Vinicius Arantes de Souza 1

Introdução

Nos últimos anos, muito tem sido noticiado e discutido a respeito da educação básica brasileira nos diversos canais de comunicação. Infelizmente, muitas das notícias veiculadas não são nada animadoras quando o assunto é a qualidade do ensino oferecido e apontam a existência de uma realidade no mínimo preocupante, tendo em vista que o futuro do nosso país depende dos jovens que estão sendo formados hoje.

A escola é uma instituição social, desse modo, podemos dizer que as transformações ocorridas no seio da sociedade brasileira ao longo dos últimos anos como o aumento dos índices de criminalidade, a deteriorização da família e a inversão de valores contribuíram de maneira incisiva para o estabelecimento desse panorama.

Hoje, mais do que nunca, o ambiente escolar tornou-se um espaço de inúmeros conflitos sociais, cujas soluções fogem da alçada dos educadores. Nesse contexto, um grande contingente de estudantes acaba deixando o estudo e a aquisição de novos conhecimentos em segundo plano. Contudo, a culpa do baixo rendimento escolar muitas vezes recai indevidamente sobre a figura do professor. Entretanto, não é raro nos depararmos com professores “quebrando a cabeça” para incorporar diferentes estratégias em suas práticas docentes, no intuito de tornar suas aulas mais atrativas e despertar o interesse dos alunos pelo estudo.

════════════════

EXERCÍCIO PROPOSTO: Reproduza o trecho sobre a educação básica brasileira de "Nos últimos anos, muito" até "estabelecimento desse panorama.", inclusive, substituindo "animadoras" por "encorajadoras".

Registros de apontamento de objetos nomeados:
════════════════

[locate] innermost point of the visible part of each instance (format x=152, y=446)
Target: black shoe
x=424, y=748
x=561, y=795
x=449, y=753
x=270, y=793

════════════════

RESPOSTA:
Nos últimos anos, muito tem sido noticiado e discutido a respeito da educação básica brasileira nos diversos canais de comunicação. Infelizmente, muitas das notícias veiculadas não são nada encorajadoras quando o assunto é a qualidade do ensino oferecido e apontam a existência de uma realidade no mínimo preocupante, tendo em vista que o futuro do nosso país depende dos jovens que estão sendo formados hoje.

A escola é uma instituição social, desse modo, podemos dizer que as transformações ocorridas no seio da sociedade brasileira ao longo dos últimos anos como o aumento dos índices de criminalidade, a deteriorização da família e a inversão de valores contribuíram de maneira incisiva para o estabelecimento desse panorama.